**Extract provided**
-- START --

What has changed? The expectations of users and organizations change over time. New technologies mean changes in products and services. Database vendors must follow market trends and identify their niche. The service must fit into the parent organization's goals and objections, and that institutional environment may shift as corporate priorities change.

Finally, Ms. Joling posed some questions in relation to XML: How much do we want it? How much do we need it? How much effort is it worth, in terms of people or money? Is it worth it?

The Evaluation of the DDBS - Alison Ball

Ms. Ball offered a more specific view of DDBS, in relation to the evaluation of the service.

-- END --

**Provided data**

-- START --

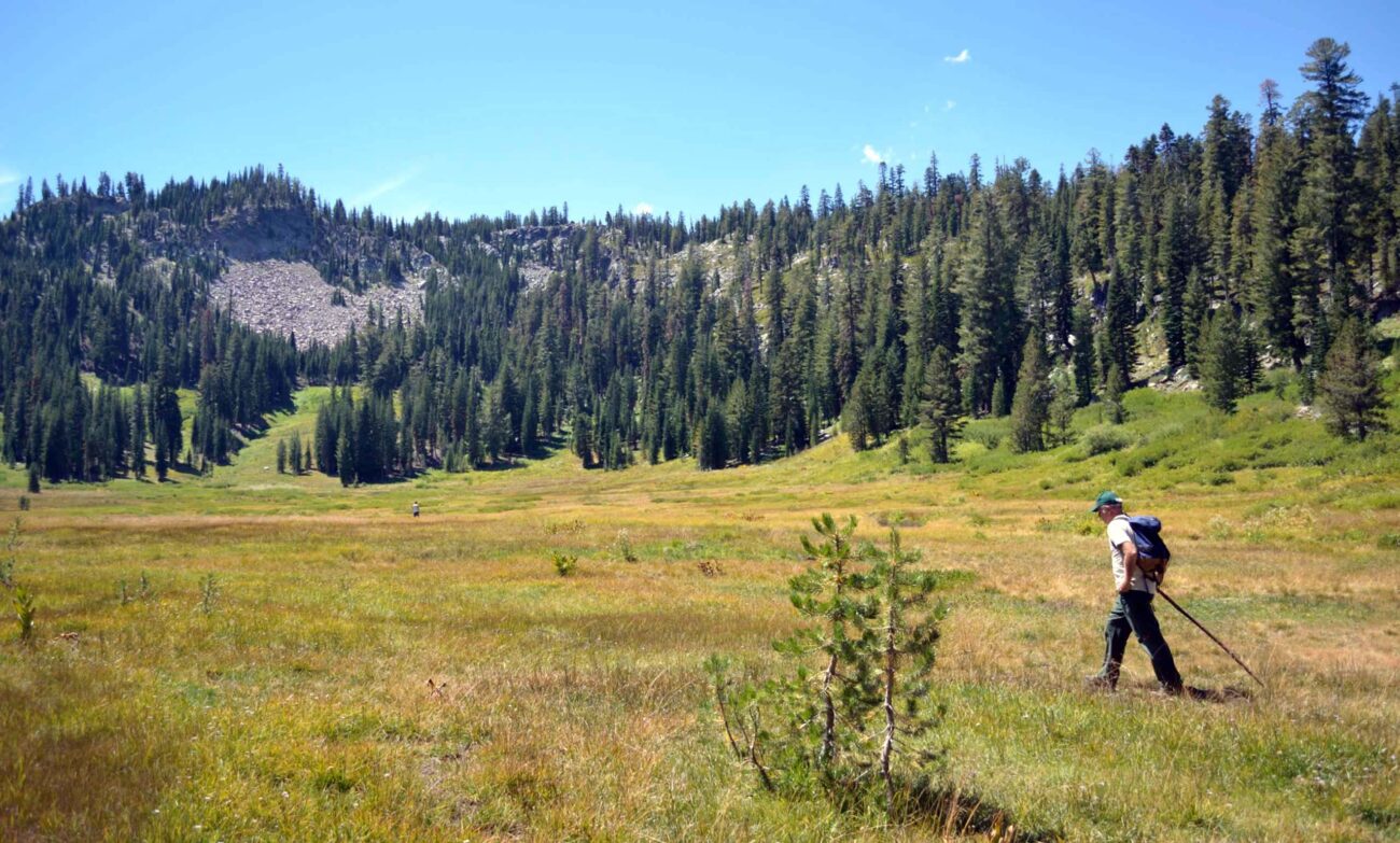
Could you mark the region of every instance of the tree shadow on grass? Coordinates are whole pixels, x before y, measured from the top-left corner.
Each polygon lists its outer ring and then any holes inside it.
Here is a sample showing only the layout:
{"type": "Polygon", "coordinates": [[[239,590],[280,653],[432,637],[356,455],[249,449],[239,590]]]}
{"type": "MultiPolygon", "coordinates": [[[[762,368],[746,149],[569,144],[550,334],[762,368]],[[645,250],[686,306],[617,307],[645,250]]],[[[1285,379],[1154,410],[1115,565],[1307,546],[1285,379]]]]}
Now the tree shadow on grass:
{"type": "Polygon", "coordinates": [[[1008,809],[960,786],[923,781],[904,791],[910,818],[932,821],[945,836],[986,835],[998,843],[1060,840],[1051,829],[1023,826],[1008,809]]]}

-- END --
-- START --

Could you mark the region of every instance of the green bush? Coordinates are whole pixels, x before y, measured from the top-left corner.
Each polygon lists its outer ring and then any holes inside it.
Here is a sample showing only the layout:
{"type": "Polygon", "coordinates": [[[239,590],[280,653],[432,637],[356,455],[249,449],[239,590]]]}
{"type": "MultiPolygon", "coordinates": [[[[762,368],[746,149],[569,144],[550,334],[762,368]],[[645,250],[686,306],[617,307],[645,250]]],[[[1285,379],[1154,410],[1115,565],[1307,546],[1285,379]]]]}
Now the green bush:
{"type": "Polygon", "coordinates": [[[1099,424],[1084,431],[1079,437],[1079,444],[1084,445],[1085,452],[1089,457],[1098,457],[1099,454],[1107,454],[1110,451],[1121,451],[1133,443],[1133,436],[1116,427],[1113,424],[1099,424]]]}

-- END --

**Task 1**
Say whether each statement below agrees with the excerpt on database services. Answer yes or no for each, quoting the words of the excerpt that decide it.
(a) Database vendors are expected to follow market trends and find their niche.
(b) Ms. Joling concluded that XML is worth the effort.
(c) Ms. Ball gave a more general view of DDBS.
**Task 2**
In the records, rewrite everything from the line containing "Could you mark the region of every instance of the green" down to the line containing "Now the green", changing "green bush" to "hedge" and leaving all else as it is.

**Complete answer 1**
(a) Yes: "Database vendors must follow market trends and identify their niche."
(b) No: "Ms. Joling posed some questions in relation to XML: How much do we want it? How much do we need it? How much effort is it worth, in terms of people or money? Is it worth it?"
(c) No: "Ms. Ball offered a more specific view of DDBS, in relation to the evaluation of the service."

**Complete answer 2**
Could you mark the region of every instance of the hedge? Coordinates are whole pixels, x before y, measured from the top-left corner.
Each polygon lists its outer ring and then any holes inside it.
Here is a sample showing only the layout:
{"type": "Polygon", "coordinates": [[[239,590],[280,653],[432,637],[356,455],[249,449],[239,590]]]}
{"type": "MultiPolygon", "coordinates": [[[[762,368],[746,149],[569,144],[550,334],[762,368]],[[645,250],[686,306],[617,307],[645,250]]],[[[1285,379],[1154,410],[1115,565],[1307,546],[1285,379]]]]}
Now the hedge:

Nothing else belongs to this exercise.